Extract:

Create a summary row for data across multiple tables

Create a summary row for data across multiple tables - mysql

I'm trying to write a SQL query to generate a summary row for the actions performed by a given user in a given period. I have the following relevant table structure:
users
id
team
audit_periods (can be processing, shipping, break, etc)
user_id
period_type (can be "processing", "shipping", etc -- not currently normalized)
started_at
finished_at (can be null for the current period, hence the logic around times below)
audit_tasks
audit_period_id
audit_task_type_id
created_at
score
audit_task_types
name ("scan", "place_in_pallet", etc)
score (seems redundant, but we need to maintain the score that the audit_task received at the time it was performed, as the audit_task_type score can change later)
For each user for a given period, I'd like to create something like the following row of data:
users.id users.email time_spent_processing time_spent_shipping ... number_of_scans number_of_pallets
which would be calculated by figuring out for each user:
What audit_periods fall at least partially in the desired window? (Uses started_at and finished_at.)
How long did a user spend in each type of audit_period? (Should involve group by audit_periods.period_type, I'd imagine.)

Written exercise A: Decide whether each statement agrees with the SQL question, answering yes or no and quoting the words of the text that settle it: (i) The period_type values are currently normalized. (ii) The finished_at field can be null for the current period. (iii) The writer expects to group by audit_periods.period_type when working out time spent in each type of period.
Written exercise B: Write out the part of the SQL question starting at "For each user for" and ending at "started_at and finished_at.)".

Supplied information:
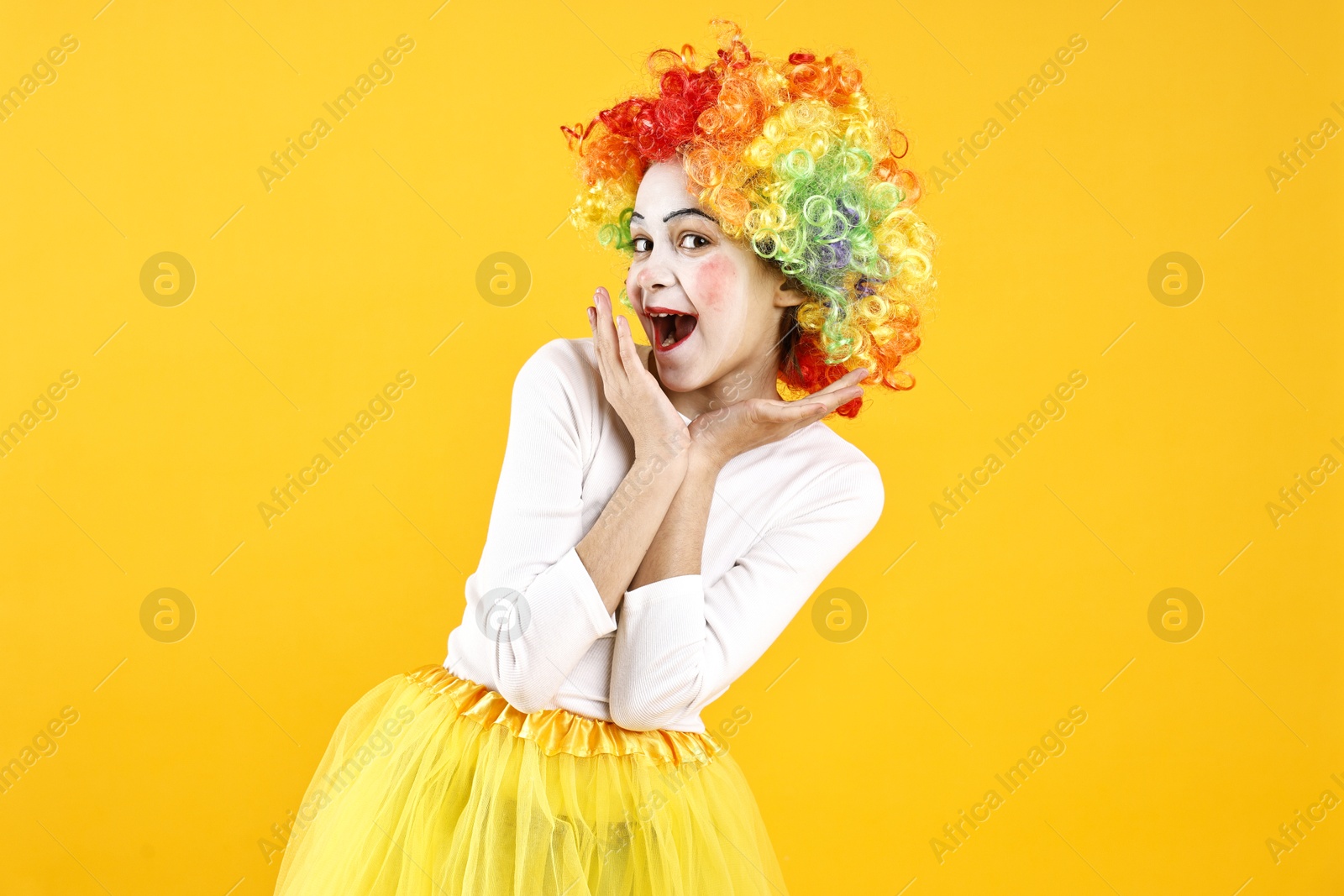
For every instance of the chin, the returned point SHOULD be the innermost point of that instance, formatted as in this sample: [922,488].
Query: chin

Full response A:
(i) No: "not currently normalized"
(ii) Yes: "can be null for the current period"
(iii) Yes: "Should involve group by audit_periods.period_type, I'd imagine."

Full response B:
For each user for a given period, I'd like to create something like the following row of data:
users.id users.email time_spent_processing time_spent_shipping ... number_of_scans number_of_pallets
which would be calculated by figuring out for each user:
What audit_periods fall at least partially in the desired window? (Uses started_at and finished_at.)